§ **Excerpt to read**:

Inspired by a trip to the Pacific Northwest and its "Twin Peaks" vibe, Blackcross, written by Warren Ellis, with art by Colton Worley, is a story about seemingly ordinary people haunted by something "Other" and identities that want to be "let in". Blackcross is part of Project Superpowers at Dynamite, a hark back to Golden Age heroes, but Ellis makes it clear that in many ways the ghost story comes first, reminding us that superhero stories have always been a hybrid form of many genre elements that keep them vital. Secrets, ghosts, a possible serial killer, you'll find them all in Blackcross, arriving March 4th from Dynamite, along with Warren Ellis' ability to scare you even when he's talking quite sensibly about human nature.
Hannah Means-Shannon: There were so many superheroes and adventure characters created during the Golden Age of comics, does the fact that many have been largely forgotten about engage you emotionally? Does giving them some new form of life feel like a positive thing?
Warren Ellis: In this case, I think that doesn't especially apply, as this stable of characters, having fallen into the public domain, have had a string of revivals over the years. But I found this odd group of properties strangely fascinating since I tripped over them doing research in the 90s. They had that patina of genuine pulp peculiarity that I associate with the superhero comics of that era.
HMS: Why did it occur to you to set Black Cross in the Pacific Northwest in a small town? What kind of advantages or influences does that location have for creating a story like this?
WE: Honestly, I think a big part of it was that I was travelling in the PNW when I came up with the idea. Twin Peaks also comes into play at some point, because, once you cross a little town at the foot of Mount Hood with big fir trees everywhere, you can't help but think about Twin Peaks. Or even northwest Portland, really, with the fog rolling off the forested mountainous overlook on the other side of the Willamette. Beautiful, cold, remote. Great place for a ghost story.
WE: It's probably been there since beyond Jack the Ripper, right? We look for patterns in everything, as a species, and we need to understand why a serial killer behaves in that specific way, so we tend to invent patterns for it. "Occult" means hidden and secret. There is little more occult than serial killing.

§ **Given records**:
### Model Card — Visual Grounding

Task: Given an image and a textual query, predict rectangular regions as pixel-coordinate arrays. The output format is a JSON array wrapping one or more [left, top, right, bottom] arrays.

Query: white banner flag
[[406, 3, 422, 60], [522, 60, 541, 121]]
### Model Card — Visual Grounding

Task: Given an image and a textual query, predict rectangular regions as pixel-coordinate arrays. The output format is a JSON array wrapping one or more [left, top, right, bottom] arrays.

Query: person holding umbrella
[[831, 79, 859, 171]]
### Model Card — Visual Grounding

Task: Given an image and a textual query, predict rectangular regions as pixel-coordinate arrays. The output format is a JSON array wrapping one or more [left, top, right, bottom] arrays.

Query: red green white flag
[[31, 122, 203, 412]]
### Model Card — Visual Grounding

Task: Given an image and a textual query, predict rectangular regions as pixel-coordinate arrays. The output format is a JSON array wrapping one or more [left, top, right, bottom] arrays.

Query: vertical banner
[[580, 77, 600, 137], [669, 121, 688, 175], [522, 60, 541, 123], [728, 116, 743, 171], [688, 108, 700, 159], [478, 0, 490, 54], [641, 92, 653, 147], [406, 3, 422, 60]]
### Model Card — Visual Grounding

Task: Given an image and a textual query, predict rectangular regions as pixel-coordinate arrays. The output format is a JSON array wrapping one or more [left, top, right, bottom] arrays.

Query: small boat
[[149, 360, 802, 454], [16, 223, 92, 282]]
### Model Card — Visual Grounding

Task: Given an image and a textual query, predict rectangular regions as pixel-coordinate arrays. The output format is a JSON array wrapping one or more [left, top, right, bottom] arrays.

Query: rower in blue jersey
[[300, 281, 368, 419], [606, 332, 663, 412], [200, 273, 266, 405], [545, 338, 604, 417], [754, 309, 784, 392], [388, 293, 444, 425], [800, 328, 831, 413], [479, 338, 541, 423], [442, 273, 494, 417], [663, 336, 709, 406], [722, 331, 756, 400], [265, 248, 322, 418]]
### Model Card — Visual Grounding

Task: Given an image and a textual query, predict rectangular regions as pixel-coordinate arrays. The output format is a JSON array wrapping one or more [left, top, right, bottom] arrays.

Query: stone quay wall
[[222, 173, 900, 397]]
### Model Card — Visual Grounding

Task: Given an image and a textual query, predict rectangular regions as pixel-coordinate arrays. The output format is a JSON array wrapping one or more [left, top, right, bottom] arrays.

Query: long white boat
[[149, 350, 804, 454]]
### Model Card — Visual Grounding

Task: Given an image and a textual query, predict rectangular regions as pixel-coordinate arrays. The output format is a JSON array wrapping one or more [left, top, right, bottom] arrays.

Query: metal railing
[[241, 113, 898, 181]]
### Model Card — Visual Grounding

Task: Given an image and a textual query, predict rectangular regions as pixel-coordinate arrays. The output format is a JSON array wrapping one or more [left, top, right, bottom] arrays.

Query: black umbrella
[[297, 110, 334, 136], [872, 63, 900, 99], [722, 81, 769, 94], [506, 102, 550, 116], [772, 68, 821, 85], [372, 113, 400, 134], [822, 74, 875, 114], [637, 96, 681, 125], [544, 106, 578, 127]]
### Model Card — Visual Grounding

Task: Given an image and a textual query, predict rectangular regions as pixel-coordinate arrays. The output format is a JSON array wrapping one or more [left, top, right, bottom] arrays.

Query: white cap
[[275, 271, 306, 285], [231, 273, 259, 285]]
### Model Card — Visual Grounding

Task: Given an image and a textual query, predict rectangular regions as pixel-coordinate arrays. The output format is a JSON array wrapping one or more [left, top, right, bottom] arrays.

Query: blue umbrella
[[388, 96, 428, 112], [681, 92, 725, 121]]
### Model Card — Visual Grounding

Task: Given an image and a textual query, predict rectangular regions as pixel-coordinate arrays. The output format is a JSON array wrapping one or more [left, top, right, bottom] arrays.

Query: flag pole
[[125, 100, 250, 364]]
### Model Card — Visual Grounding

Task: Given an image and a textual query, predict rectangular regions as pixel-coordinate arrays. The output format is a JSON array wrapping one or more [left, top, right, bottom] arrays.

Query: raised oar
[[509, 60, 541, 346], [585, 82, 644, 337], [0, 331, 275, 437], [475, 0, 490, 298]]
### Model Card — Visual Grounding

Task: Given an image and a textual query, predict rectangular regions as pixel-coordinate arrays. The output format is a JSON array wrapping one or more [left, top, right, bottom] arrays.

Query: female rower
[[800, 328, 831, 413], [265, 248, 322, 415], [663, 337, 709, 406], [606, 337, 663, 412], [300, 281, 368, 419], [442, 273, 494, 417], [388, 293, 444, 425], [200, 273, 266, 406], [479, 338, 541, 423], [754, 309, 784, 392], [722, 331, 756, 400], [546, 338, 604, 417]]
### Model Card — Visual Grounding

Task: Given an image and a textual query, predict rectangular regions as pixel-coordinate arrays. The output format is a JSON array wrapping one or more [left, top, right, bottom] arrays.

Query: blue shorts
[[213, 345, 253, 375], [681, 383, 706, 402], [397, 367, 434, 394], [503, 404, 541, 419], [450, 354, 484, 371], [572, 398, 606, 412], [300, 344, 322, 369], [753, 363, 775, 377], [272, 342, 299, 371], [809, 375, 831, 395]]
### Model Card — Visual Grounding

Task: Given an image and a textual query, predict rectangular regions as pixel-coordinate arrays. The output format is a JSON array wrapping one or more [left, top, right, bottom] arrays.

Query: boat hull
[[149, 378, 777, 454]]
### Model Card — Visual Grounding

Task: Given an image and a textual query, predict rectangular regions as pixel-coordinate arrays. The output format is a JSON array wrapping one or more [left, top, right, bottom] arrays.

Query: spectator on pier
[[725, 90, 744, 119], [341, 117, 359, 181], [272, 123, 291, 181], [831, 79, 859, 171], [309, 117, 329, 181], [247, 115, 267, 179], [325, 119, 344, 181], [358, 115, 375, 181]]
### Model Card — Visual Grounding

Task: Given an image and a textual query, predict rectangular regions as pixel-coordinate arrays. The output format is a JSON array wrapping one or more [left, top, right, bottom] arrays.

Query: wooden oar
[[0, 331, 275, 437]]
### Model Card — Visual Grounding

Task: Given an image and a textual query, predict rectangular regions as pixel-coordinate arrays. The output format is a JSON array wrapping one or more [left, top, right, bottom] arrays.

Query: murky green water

§ **Work to be completed**:
Can you reproduce the Blackcross interview above, word for word, from "WE: Honestly, I" to "a ghost story."?

§ **Output of the exercise**:
WE: Honestly, I think a big part of it was that I was travelling in the PNW when I came up with the idea. Twin Peaks also comes into play at some point, because, once you cross a little town at the foot of Mount Hood with big fir trees everywhere, you can't help but think about Twin Peaks. Or even northwest Portland, really, with the fog rolling off the forested mountainous overlook on the other side of the Willamette. Beautiful, cold, remote. Great place for a ghost story.